Extracted text -
2020 was the year of functionality. 2021 is the year of user experience, according to Howard Givner, founder and executive director of Event Leadership Institute (ELI). This prediction came during a webinar hosted by ELI, “State of the Event Industry 2021.” Attended by more than 1,500 event industry professionals, Givner shared more than 25 predictions for the meetings and events industry.
In addition to Givner’s insights on the future, he shared what he believes meetings professionals should set their sights on—and what they should look out for.
Hybrid Events and In-person Unpredictability
Givner has a misgiving about the initial return to in-person events: unpredictability of attendance. “I think you’re going to see attendees wanting to wait until the last minute to register; they’re going to wait to book travel; and of the people you do register, you may get a lot more no-shows than we are used to.”
He thinks the counterbalance could be increased attention to virtual events. “There’s a ton of money being put into virtual events platforms,” Givner says. He referenced Hopin, a virtual venue platform that raised $100 million over the last two months, to show just how much confidence there is in the future of virtual meetings.
Such funding should significantly increase the production value of the virtual event landscape. “It’s really going to make a big difference in terms of what the user experience is,” he says.
And with this should also come a different experience for the at-home attendee. “When you look at hybrid events, the remote audiences are going to start to get unique, exclusive content that the in-person attendees are not getting. This is where a lot of hybrid events fell short in the past,” Givner says.
He used sporting events to underscore his point: Post-game interviews and highlights are seen by at-home audiences and not by live attendees, giving a totally different and immersive experience the live audience can’t get. Meeting professionals, he says, should ask what they can borrow from this to make their virtual experiences something special and different, too.
The Flipping of Hybrid Events
“Hybrid event planning is going to be flipped,” Givner predicts. Meaning what exactly? Long story short, it was traditionally the case that meeting in person was at the center of event planning, and cameras and virtual attendance were afterthoughts. “Moving forward, I think we’re going to start with the virtual event first, as the base.” This could mean that cancellations, COVID-related or otherwise, will be less likely. Once everything subsides, the in-person component may become the add-on.

Record extracts -
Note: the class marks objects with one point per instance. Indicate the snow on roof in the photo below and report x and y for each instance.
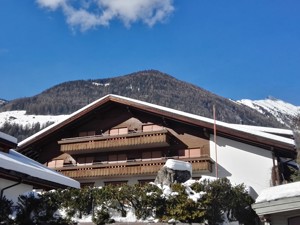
(178, 165)
(17, 162)
(237, 127)
(8, 137)
(268, 129)
(279, 192)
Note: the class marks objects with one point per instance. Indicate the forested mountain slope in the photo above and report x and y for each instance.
(150, 86)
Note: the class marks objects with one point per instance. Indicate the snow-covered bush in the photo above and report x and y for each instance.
(195, 201)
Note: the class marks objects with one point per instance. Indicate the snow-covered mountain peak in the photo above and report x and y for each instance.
(283, 111)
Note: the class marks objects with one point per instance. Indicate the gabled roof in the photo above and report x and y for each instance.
(15, 166)
(7, 141)
(258, 136)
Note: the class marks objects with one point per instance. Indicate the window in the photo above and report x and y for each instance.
(294, 220)
(87, 133)
(151, 127)
(90, 184)
(119, 131)
(115, 183)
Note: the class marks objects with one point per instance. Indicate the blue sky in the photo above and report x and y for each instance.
(236, 49)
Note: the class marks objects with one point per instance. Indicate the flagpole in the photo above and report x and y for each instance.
(215, 140)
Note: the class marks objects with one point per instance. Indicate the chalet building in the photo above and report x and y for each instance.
(19, 174)
(121, 140)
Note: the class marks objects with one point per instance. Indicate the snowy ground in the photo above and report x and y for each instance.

What you will do -
1. In the article on event industry predictions, why does Givner cite Hopin? Answer in one to three sentences.
2. Carry the article on event industry predictions forward from its final sentence.
The listing is separate material and has no connection to the article on event industry predictions.

Exercise responses -
1. Givner cites Hopin, a virtual venue platform that raised $100 million over the last two months, to show how much confidence there is in the future of virtual meetings. It supports his point that a great deal of money is going into virtual events platforms.

2.
Givner admits to having mixed feelings about the current shift in room setups. “I appreciate organizations trying to make this work, but just because you can do it doesn’t mean you should do it,” he says. Spreading out as far as we can to be socially distanced “isn’t really even that effective,” according to Givner.
“What not enough people are talking about is venue economics,” he says—in other words, allowing 100 people in a room designed for 1,000. That decrease in people often translates to a decrease in revenue. While it may work for the time being, Givner questions its sustainability.
Virtual as a Marketing Opportunity
For organizations whose primary revenue source is not the event but its products, going virtual is an incredible marketing opportunity, Givner says, but what’s needed is a shift of mindset from viewing your event as a revenue source to that of a marketing vehicle.
As an example, he cites a Microsoft event in 2019 that was held in person (at $2,400 a head) and had 6,000 attendees. Microsoft’s events lean toward its products, so the more eyes, the better. In 2020, when this same Microsoft event went virtual, it garnered attendance of 197,000 people—but entry was free. As the focus was less on generating revenue, the company reaped a huge spike in potential customers.
A Strong Demand for In-person Meetings
Despite the many positives of going virtual or hybrid, many planners—and clients—still can’t wait to be face to face again, as evidenced by another participant in EIC’s webinar, Eric Altschul, CEO of Global Services, a subsidiary of the recently assembled Etherio Group, a meeting, event and incentive provider.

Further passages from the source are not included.